● **STATED TASK**
Rewrite every line of the material, starting with the line that contains "Question. For every instance of the bridge pier, which" and going on through the end of the material. Offset each number in the answer coordinates by adding 39 and leave everything else as it is.

Data items:
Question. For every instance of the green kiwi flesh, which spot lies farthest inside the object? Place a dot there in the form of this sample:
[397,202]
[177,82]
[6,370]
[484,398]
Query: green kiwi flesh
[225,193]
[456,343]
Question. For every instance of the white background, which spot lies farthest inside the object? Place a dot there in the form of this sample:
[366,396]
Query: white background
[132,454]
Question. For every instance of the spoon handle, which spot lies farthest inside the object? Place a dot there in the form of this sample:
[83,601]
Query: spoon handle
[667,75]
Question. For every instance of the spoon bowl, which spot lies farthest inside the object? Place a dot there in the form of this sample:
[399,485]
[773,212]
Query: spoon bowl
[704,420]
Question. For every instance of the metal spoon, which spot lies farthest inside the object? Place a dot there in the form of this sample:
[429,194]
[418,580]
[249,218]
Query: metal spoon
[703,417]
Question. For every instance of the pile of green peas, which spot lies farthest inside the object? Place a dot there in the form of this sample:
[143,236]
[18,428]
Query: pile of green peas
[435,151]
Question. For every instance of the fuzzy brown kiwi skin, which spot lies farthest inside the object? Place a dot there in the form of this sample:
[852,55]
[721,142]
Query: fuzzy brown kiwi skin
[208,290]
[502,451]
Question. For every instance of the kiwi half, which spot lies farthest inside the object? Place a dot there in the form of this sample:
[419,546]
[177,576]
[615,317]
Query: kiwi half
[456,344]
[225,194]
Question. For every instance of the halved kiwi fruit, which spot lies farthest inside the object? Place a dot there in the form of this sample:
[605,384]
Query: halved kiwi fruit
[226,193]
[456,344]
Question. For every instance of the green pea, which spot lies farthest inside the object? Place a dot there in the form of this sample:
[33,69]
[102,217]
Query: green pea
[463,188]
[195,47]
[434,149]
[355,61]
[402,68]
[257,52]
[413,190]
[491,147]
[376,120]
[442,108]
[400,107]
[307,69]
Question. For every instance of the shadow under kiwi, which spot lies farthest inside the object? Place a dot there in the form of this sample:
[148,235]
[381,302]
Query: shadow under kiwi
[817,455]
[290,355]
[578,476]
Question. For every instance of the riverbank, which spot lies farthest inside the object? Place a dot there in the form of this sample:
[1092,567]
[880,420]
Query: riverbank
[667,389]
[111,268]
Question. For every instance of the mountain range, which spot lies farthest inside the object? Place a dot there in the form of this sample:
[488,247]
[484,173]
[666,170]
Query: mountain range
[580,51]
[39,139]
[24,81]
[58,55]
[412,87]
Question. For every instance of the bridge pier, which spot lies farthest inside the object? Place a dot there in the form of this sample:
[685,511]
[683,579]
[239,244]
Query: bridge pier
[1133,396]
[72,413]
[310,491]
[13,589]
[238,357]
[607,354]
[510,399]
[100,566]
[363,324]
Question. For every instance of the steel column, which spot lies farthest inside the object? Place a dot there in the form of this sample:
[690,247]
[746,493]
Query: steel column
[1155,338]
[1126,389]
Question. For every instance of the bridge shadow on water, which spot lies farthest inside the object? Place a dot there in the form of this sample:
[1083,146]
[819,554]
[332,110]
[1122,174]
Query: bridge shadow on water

● **SOLUTION TO THIS PROBLEM**
Question. For every instance of the bridge pier, which spot lies farthest inside the object? Place a dot there in the form of this sample:
[685,511]
[683,579]
[239,244]
Query: bridge pier
[1172,435]
[111,452]
[349,530]
[52,628]
[277,396]
[646,393]
[549,438]
[139,605]
[402,363]
Question. For every instance of the steel column, which spot lies farthest inside the object? Place a dot there in the form of this sample:
[690,247]
[746,493]
Query: steel column
[1194,377]
[1165,428]
Question. For every instance of the bridge shadow on water, which spot lies farthest inside the object? Place a dot there in the form of this sample:
[1083,146]
[819,554]
[332,110]
[1122,174]
Query: bridge shadow on water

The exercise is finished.